▶ **Requirement**
Return each line of the items below that contains the string "roof", treating uppercase and lowercase as different. Copy every matching line in full.

▶ **Exercise materials**
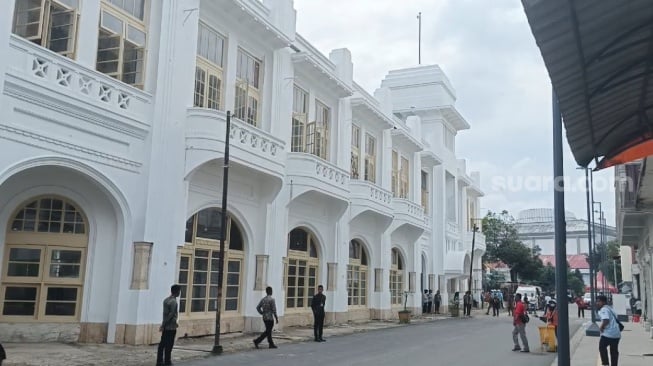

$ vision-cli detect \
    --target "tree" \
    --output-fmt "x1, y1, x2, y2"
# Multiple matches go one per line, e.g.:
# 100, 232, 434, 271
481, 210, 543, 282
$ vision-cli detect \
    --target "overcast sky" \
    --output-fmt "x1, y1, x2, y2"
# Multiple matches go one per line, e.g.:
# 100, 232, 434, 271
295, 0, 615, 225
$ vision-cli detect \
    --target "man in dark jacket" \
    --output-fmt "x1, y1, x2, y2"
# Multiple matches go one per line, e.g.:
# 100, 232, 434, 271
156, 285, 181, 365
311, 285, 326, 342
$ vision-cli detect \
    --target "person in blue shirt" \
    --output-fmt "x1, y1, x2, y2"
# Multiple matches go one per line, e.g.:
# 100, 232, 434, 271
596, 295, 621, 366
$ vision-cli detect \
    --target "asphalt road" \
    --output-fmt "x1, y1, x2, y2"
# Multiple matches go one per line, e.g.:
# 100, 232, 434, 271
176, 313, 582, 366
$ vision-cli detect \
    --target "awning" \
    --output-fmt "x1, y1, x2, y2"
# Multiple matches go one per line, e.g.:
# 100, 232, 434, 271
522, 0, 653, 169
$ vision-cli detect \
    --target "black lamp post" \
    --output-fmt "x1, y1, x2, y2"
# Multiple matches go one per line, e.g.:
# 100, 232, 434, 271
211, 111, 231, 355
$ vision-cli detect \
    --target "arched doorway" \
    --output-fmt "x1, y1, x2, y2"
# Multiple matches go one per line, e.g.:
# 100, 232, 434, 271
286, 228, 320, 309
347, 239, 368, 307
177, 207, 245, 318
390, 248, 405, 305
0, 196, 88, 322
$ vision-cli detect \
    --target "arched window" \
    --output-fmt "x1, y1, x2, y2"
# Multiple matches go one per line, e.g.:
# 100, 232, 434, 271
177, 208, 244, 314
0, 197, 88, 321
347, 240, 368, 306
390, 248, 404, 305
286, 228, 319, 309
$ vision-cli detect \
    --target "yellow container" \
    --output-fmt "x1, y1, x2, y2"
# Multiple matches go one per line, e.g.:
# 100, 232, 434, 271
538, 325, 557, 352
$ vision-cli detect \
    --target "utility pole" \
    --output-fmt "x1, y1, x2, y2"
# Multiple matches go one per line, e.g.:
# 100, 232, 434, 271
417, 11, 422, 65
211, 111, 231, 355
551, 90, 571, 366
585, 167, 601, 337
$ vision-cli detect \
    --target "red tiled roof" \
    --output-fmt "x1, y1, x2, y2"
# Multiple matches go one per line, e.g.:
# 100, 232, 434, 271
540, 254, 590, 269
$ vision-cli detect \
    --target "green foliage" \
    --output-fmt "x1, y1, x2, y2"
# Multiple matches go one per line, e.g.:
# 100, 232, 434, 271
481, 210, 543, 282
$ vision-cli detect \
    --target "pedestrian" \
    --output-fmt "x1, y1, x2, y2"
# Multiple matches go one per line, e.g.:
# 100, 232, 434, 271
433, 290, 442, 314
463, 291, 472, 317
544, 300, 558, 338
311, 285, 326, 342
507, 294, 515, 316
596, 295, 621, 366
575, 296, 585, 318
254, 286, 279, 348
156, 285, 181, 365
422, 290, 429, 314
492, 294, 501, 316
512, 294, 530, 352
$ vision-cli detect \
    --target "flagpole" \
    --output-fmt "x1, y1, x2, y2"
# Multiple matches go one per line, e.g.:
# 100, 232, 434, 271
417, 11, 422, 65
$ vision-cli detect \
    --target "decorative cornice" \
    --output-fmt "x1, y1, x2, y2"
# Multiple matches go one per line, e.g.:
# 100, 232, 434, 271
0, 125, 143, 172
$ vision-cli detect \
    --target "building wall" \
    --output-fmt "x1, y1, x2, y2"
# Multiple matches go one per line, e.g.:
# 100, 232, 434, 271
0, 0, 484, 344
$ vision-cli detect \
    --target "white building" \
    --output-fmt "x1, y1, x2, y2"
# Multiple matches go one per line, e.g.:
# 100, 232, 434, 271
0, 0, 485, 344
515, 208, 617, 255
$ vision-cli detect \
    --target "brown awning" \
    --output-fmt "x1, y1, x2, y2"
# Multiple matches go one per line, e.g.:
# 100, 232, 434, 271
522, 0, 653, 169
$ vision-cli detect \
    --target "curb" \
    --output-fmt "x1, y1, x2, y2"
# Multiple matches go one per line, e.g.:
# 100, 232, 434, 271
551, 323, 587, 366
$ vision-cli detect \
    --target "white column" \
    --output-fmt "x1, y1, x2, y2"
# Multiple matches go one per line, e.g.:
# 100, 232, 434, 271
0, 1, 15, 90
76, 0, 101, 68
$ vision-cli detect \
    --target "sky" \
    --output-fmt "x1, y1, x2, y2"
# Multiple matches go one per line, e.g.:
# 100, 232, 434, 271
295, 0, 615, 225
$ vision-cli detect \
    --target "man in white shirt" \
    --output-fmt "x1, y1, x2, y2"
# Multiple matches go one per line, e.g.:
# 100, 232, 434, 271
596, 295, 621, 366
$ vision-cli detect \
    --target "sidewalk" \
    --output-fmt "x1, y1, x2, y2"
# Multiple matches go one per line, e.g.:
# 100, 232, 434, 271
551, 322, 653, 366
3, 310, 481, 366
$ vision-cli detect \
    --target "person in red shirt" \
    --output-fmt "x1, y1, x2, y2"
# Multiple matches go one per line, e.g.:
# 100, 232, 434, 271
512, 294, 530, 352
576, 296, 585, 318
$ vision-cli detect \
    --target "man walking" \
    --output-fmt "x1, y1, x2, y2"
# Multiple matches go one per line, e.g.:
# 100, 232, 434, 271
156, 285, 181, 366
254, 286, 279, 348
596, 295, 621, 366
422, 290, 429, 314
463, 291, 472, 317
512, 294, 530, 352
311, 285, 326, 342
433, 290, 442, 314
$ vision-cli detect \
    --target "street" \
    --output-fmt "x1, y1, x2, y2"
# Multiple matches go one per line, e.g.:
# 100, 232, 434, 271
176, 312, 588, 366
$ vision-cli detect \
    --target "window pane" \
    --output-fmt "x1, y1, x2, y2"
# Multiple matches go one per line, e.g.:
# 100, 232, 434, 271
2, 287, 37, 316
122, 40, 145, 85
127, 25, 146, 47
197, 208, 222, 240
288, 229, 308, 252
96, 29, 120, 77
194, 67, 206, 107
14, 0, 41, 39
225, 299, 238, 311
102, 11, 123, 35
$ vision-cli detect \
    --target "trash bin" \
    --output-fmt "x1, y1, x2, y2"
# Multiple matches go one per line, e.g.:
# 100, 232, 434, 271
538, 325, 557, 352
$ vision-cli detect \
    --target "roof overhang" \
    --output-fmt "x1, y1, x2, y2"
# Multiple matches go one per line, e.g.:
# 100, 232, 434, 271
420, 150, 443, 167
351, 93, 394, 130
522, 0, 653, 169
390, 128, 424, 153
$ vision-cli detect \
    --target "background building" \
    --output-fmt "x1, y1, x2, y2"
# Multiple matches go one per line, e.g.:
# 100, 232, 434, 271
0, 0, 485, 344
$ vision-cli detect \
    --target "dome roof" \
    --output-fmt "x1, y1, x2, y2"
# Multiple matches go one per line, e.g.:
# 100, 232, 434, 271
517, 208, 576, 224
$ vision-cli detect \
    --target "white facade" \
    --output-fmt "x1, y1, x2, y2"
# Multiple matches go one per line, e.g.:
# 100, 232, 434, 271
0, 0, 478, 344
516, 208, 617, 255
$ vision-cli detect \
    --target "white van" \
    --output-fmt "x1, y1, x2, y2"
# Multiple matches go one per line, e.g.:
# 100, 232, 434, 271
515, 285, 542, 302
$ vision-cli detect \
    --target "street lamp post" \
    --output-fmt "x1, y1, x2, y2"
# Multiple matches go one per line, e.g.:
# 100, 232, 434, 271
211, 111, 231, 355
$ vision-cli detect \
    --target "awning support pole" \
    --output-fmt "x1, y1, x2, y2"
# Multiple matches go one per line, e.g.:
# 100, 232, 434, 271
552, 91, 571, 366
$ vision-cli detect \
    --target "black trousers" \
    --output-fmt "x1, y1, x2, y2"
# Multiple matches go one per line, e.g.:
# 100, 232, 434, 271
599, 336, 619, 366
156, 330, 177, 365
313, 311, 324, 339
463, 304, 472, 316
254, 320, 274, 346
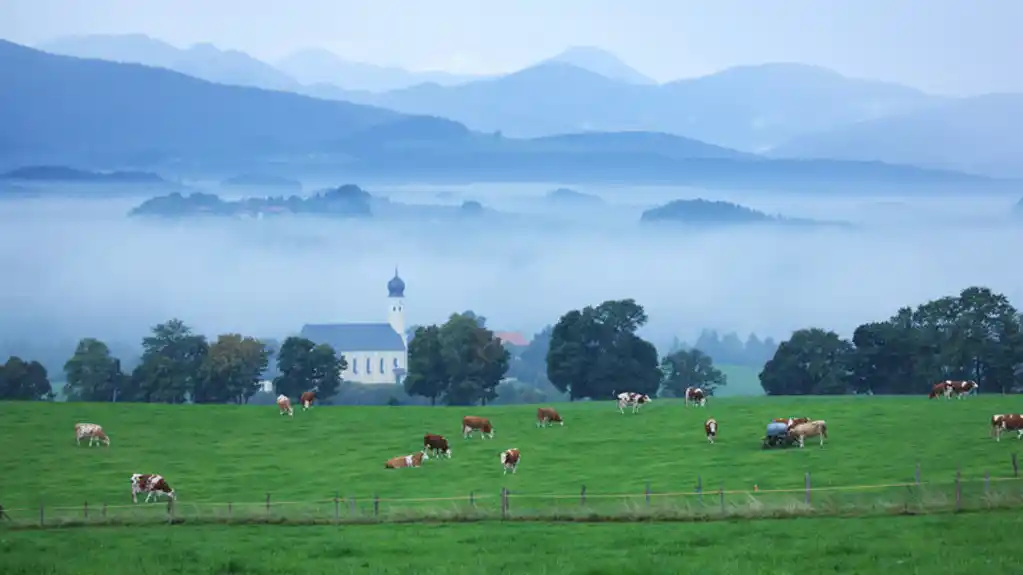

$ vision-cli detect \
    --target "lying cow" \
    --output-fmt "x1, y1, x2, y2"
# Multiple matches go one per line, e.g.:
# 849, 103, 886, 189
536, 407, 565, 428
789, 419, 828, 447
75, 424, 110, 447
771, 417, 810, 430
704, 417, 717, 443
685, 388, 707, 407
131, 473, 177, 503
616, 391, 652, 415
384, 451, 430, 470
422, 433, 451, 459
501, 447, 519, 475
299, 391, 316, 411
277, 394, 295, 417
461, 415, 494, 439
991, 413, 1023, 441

▶ **Exercise result**
    --target "red tiled roof" \
    --target "roof overhang" \
    --target "dome roof" \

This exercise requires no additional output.